■ **Task to complete**:
Omit all pictures and give the records below again exactly as written.

■ **Supplied material**:

((

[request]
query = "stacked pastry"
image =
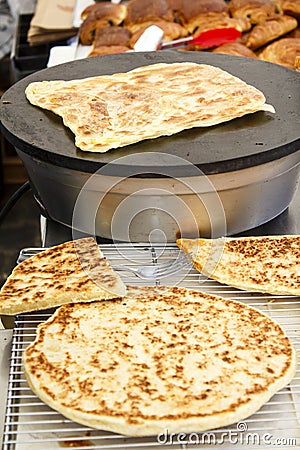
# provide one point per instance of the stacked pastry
(270, 28)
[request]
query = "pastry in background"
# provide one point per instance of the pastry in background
(194, 13)
(217, 21)
(171, 30)
(145, 11)
(291, 7)
(283, 52)
(270, 30)
(257, 11)
(105, 15)
(114, 35)
(108, 50)
(109, 40)
(236, 49)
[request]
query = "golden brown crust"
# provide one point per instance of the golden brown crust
(74, 271)
(235, 48)
(291, 7)
(264, 263)
(88, 106)
(163, 358)
(171, 30)
(194, 13)
(270, 30)
(257, 11)
(114, 35)
(283, 52)
(212, 22)
(105, 15)
(140, 11)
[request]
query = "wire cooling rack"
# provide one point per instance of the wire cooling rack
(32, 425)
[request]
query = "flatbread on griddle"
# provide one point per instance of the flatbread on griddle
(268, 264)
(74, 271)
(162, 358)
(111, 111)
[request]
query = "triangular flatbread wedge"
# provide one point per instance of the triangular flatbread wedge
(268, 264)
(75, 271)
(160, 360)
(112, 111)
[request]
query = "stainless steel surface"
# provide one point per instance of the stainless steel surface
(133, 209)
(30, 424)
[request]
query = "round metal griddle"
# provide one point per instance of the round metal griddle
(245, 142)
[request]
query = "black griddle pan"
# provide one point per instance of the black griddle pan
(244, 142)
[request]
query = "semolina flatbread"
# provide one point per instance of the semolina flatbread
(75, 271)
(162, 358)
(111, 111)
(268, 264)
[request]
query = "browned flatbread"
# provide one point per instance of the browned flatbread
(162, 358)
(75, 271)
(269, 264)
(112, 111)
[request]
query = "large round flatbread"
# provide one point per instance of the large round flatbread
(162, 358)
(269, 264)
(111, 111)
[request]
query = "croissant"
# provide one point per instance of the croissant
(257, 11)
(291, 7)
(103, 8)
(100, 18)
(141, 11)
(218, 21)
(114, 35)
(271, 29)
(171, 30)
(283, 52)
(194, 12)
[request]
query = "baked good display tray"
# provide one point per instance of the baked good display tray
(31, 424)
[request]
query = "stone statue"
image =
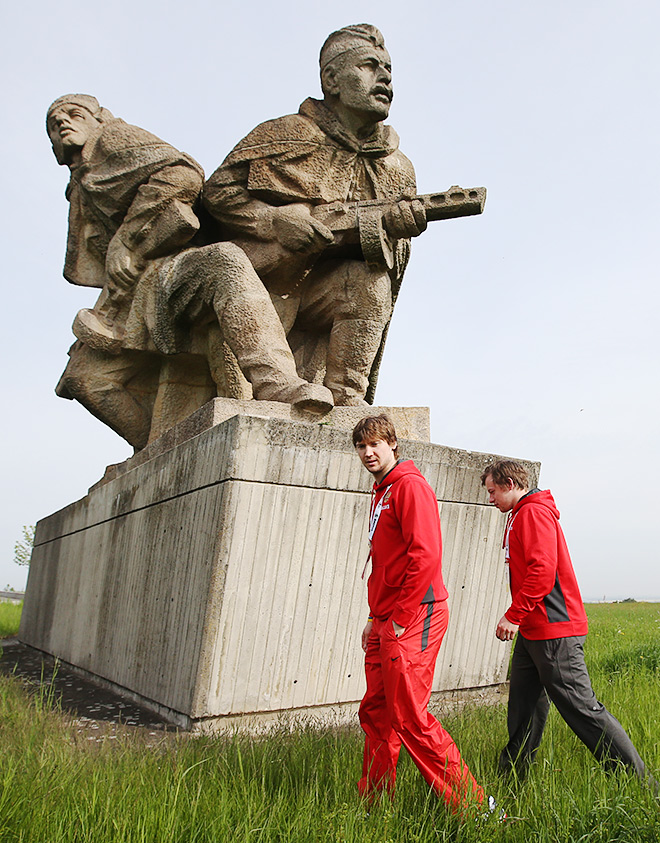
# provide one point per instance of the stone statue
(132, 226)
(276, 280)
(334, 305)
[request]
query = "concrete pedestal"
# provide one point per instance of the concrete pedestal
(220, 581)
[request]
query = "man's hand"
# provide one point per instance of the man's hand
(366, 632)
(505, 629)
(407, 218)
(297, 230)
(122, 265)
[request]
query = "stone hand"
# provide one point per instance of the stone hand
(297, 230)
(122, 265)
(406, 218)
(505, 629)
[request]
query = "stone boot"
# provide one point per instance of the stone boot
(353, 346)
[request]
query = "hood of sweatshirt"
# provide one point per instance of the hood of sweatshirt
(538, 497)
(400, 469)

))

■ **Response to the exercise**:
[request]
query = "stacked pastry"
image =
# provide one point per instance of the stacked pastry
(270, 28)
[request]
query = "pastry in background"
# provide one point per instance of the pastry in background
(194, 13)
(217, 21)
(171, 30)
(145, 11)
(291, 7)
(283, 52)
(270, 30)
(257, 11)
(105, 15)
(114, 35)
(108, 50)
(109, 40)
(236, 49)
[request]
query = "golden brown crust"
# provide one point per instance of the golden brown crust
(74, 271)
(235, 48)
(291, 7)
(264, 263)
(88, 106)
(163, 358)
(171, 30)
(194, 13)
(270, 30)
(257, 11)
(114, 35)
(283, 52)
(212, 22)
(105, 15)
(140, 11)
[request]
query = "wire cooling rack"
# provide one point per instance of the wire cooling rack
(32, 425)
[request]
query = "flatbread on griddle"
# provide one point per instance of the flatbread on griddle
(268, 264)
(74, 271)
(162, 358)
(111, 111)
[request]
query = "triangular flatbread wedge"
# provide one point per instance of the triangular flatbread wedge
(268, 264)
(75, 271)
(160, 360)
(112, 111)
[request]
query = "stainless steel surface"
# provide one point per instance of the stainless steel surface
(133, 209)
(30, 424)
[request]
query = "round metal griddle"
# provide one point per instance of the round metal griddle
(245, 142)
[request]
query = "black griddle pan"
# provide one point per instance of the black griddle pan
(244, 142)
[request]
query = "semolina flatbread"
# provide one point per instance of the semolina flatbread
(75, 271)
(162, 358)
(111, 111)
(268, 264)
[request]
query = "browned flatbread"
# provide one point per instance of the browned flatbread
(162, 358)
(75, 271)
(269, 264)
(112, 111)
[request]
query = "large round flatbread"
# provide one point per instance of the large round flatbread
(162, 358)
(269, 264)
(111, 111)
[request]
query = "croissant"
# provide one point per instance of the croissant
(257, 11)
(291, 7)
(103, 8)
(100, 18)
(141, 11)
(218, 21)
(114, 35)
(271, 29)
(171, 30)
(283, 52)
(194, 12)
[request]
query = "baked good display tray"
# provide one point per instance of the baked good display tray
(31, 424)
[request]
query = "stone statue"
image =
# provide one point per instance of the stone statue
(132, 226)
(276, 280)
(334, 305)
[request]
query = "concrete pedestal"
# provide one point per instance of the concrete pedestal
(220, 581)
[request]
query = "man's hand"
# provide one point per instance of the man's hand
(366, 632)
(505, 629)
(407, 218)
(297, 230)
(122, 265)
[request]
query = "stone hand"
# provide one point per instance of the stone hand
(297, 230)
(122, 265)
(406, 218)
(505, 629)
[request]
query = "stone boot"
# provide one point per instance of the stone boot
(353, 346)
[request]
query = "hood of sweatshirt"
# provide one point per instance of the hood of sweatshirt
(538, 497)
(400, 469)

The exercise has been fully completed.